__WHAT YOU NEED TO DO__
Could you count the lines in the entries beneath that hold the word "green"? Respond with the number alone.

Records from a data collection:
+ + + + + + +

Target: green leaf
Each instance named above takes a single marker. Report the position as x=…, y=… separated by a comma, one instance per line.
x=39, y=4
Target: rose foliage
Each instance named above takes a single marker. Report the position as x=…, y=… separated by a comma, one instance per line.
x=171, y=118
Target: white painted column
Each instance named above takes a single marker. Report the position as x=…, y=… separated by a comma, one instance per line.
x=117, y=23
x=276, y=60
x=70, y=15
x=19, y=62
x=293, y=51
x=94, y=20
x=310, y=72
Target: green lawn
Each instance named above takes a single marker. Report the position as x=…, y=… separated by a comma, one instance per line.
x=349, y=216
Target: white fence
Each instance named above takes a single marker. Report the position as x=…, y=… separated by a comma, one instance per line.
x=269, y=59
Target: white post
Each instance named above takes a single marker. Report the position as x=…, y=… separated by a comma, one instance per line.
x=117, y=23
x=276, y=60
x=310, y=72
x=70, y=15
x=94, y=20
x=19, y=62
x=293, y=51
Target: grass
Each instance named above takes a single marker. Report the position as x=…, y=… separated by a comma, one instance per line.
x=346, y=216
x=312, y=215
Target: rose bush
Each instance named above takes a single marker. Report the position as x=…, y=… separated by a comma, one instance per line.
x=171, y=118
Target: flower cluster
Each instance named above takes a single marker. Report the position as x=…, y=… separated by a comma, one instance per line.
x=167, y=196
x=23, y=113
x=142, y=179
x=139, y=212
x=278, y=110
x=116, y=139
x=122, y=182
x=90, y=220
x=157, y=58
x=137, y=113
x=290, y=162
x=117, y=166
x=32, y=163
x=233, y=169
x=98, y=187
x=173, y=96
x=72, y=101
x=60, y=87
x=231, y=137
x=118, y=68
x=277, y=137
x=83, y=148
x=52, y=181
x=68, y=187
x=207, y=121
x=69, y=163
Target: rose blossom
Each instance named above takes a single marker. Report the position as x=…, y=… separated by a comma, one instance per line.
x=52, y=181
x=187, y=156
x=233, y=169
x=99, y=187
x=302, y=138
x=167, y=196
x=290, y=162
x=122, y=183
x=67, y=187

+ + + + + + +

__EXERCISE RESULT__
2